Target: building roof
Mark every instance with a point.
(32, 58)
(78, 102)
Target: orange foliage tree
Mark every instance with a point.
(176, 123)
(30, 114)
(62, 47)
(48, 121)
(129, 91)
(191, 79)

════

§ **Try it**
Type the material above out again, exactly.

§ **Output below**
Target: building roof
Mark every instance with a point.
(32, 58)
(78, 102)
Target: orange foliage tree
Mark every instance with a point.
(176, 123)
(30, 114)
(62, 47)
(48, 121)
(129, 91)
(191, 79)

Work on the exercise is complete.